> **VOTRE TÂCHE**:
Poursuivez l'extrait ci-dessous sur le récit de fait divers en enchaînant directement après sa dernière phrase.

═══ EXTRAIT

21Ce faisant, le récit de fait divers marque le surgissement du corps, de ce corps refoulé par les sociétés occidentales modernes et tout particulièrement par la société du xixe siècle. En évoquant la souffrance des victimes, il rappelle à l'homme que le corps est « le support matériel, l'opérateur de toutes les pratiques sociales et de tous les échanges entre les acteurs38 ».

22C'est aussi cela qui choque dans l'accident et le crime : le corps désarmé, offert au regard et dont la présence discursive transgresse toutes les données de régulation et toute la ritualisation des activités corporelles fondées sur l'évitement et l'absence. Le désordre du corps est toujours l'indice d'un désordre plus grand, plus général ou caché, un désordre à la fois moral et social.

l'état mis en accusation

23Les catastrophes liées à des machines et leurs victimes font l'objet d'un traitement particulier. La souffrance ou la mort des victimes ne sont pas liées à une fatalité, elles sont toujours, pour la presse, le fait d'un dysfonctionnement qui bascule facilement du côté de la faute. À partir de 1910, la nationalisation des chemins de fer donne à certains journaux l'occasion d'attribuer à l'État la responsabilité de tous les accidents.

══════
═══ DONNÉES FOURNIES

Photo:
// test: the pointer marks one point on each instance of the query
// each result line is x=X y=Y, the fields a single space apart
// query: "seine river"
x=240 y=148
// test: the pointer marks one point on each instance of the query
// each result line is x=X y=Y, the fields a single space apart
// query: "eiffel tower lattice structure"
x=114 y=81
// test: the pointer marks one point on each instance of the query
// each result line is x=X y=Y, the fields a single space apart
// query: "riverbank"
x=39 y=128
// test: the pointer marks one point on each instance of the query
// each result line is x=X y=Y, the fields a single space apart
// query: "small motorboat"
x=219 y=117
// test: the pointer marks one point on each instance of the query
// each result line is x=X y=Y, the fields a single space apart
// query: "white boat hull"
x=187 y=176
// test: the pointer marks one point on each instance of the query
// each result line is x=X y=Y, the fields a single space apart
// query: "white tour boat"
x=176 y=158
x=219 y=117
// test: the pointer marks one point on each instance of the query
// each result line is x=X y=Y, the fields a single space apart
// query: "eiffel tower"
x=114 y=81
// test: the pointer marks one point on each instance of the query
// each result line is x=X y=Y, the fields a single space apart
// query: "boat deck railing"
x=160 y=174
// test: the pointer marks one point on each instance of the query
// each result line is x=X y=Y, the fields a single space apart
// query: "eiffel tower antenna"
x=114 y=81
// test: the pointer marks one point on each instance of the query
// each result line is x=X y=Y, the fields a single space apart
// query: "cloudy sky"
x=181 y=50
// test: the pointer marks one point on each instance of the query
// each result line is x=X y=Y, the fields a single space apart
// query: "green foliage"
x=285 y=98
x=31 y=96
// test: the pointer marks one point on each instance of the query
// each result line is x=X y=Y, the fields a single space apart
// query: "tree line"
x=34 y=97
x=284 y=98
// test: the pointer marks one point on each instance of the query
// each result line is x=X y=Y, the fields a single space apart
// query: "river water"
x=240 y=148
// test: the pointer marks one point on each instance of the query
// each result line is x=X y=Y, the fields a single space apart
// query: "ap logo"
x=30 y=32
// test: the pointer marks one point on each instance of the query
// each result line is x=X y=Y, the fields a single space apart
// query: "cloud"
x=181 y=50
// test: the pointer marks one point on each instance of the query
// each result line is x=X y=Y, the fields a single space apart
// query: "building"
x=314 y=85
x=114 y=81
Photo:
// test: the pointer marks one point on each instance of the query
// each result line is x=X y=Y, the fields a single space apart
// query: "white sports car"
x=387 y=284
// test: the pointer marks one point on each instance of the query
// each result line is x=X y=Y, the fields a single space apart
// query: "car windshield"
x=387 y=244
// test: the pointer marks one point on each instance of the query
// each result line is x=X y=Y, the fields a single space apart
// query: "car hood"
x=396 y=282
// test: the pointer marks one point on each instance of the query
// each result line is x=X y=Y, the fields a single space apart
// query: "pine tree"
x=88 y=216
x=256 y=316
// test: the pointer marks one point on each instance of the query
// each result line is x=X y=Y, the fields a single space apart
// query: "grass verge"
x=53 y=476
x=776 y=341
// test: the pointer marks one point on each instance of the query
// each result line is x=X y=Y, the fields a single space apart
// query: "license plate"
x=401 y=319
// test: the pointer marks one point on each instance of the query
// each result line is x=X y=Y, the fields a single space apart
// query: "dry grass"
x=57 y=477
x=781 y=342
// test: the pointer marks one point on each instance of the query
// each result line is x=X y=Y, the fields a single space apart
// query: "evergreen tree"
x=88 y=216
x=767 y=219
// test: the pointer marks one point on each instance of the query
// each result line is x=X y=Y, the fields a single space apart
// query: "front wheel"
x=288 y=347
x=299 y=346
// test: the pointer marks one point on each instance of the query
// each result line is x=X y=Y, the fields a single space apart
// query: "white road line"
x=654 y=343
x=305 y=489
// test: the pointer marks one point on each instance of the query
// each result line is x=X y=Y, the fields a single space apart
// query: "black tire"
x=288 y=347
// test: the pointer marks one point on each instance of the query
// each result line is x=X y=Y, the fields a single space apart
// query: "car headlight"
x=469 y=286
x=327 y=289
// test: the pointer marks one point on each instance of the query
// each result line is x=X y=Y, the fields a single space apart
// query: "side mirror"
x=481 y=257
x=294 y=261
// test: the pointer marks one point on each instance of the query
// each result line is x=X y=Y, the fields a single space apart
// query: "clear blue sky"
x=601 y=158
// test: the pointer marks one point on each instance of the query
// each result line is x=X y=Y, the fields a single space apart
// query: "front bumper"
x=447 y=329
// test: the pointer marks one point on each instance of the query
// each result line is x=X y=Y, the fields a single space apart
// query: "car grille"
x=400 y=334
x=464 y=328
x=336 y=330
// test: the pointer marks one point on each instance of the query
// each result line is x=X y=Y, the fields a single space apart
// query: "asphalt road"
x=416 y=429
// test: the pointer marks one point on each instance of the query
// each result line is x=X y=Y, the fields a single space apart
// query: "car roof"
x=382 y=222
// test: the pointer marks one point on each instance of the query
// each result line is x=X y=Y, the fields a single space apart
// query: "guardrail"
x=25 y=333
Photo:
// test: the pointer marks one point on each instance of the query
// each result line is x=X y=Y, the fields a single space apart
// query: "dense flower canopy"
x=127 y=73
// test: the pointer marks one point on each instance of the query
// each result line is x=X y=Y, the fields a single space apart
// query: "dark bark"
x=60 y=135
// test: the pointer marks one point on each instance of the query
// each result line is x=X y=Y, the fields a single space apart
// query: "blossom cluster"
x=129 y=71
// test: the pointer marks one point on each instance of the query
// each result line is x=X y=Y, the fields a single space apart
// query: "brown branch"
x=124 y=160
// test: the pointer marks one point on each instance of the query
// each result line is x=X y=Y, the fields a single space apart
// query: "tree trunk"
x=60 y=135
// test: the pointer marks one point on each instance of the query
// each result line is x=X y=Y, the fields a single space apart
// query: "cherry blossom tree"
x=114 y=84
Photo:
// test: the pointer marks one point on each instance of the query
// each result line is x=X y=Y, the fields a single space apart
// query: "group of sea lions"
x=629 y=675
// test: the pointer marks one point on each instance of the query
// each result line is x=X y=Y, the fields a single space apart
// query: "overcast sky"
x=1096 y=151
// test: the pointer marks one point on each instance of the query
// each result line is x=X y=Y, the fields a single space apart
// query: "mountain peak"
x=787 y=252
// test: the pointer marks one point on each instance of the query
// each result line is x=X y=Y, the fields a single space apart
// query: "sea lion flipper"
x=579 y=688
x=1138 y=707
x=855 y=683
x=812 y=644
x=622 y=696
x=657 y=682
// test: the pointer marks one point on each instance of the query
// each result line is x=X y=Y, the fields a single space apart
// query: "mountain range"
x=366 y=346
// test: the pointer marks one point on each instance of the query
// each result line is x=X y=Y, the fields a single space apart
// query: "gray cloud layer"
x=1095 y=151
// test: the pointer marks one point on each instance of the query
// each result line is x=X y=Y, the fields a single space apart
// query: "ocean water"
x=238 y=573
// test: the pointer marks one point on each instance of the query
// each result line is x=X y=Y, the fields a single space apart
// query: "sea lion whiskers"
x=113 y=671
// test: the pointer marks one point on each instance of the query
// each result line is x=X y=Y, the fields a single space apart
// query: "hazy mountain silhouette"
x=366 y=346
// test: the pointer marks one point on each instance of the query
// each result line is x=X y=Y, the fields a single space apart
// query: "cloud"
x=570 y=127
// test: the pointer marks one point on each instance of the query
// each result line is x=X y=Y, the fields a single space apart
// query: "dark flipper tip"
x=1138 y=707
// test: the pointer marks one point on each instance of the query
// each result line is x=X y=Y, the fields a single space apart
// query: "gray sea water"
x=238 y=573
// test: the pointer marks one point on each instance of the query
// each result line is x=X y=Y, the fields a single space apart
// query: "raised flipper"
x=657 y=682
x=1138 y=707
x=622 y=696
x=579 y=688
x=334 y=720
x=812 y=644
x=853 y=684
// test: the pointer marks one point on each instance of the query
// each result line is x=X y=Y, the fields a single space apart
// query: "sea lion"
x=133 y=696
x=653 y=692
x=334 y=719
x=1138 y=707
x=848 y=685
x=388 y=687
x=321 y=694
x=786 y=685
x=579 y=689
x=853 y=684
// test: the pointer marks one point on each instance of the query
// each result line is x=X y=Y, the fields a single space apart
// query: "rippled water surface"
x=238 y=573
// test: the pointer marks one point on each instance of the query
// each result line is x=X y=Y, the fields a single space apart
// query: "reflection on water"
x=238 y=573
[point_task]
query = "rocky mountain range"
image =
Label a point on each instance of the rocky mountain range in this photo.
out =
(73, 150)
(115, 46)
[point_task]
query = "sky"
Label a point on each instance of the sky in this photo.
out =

══════

> **VOTRE RÉPONSE**:
24Cette année-là, après une catastrophe ferroviaire, le Courrier de la Montagne, hebdomadaire conservateur de l'arrondissement de Pontarlier dans le Doubs, signale cinq autres accidents collectifs qui provoquent quelques décès et de nombreux blessés. Très vite, la critique de l'administration de la compagnie de l'État prend une allure très politique. Le Courrier attaque vivement le principe, les conditions et les conséquences supposées de la nationalisation, en titrant à plusieurs reprises : « Encore un déraillement sur l'État » ; « Nouvelle catastrophe » ; « Mauvais entretien de la voie ».

25Et en expliquant : « Le haut personnel ne fait pas son service et son incapacité est notoire39 » ou aussi « Encore une catastrophe sur l'Ouest-État, chaque jour aura bientôt la sienne. On marquera d'une croix blanche ceux où quelques douzaines de voyageurs n'auront pas été écrabouillés40 »

26C'est l'État, pour ne pas dire la République, qui, cette fois, incarne le mal et qui a ses victimes... Responsable ou bourreau, il est à l'origine d'une injustice.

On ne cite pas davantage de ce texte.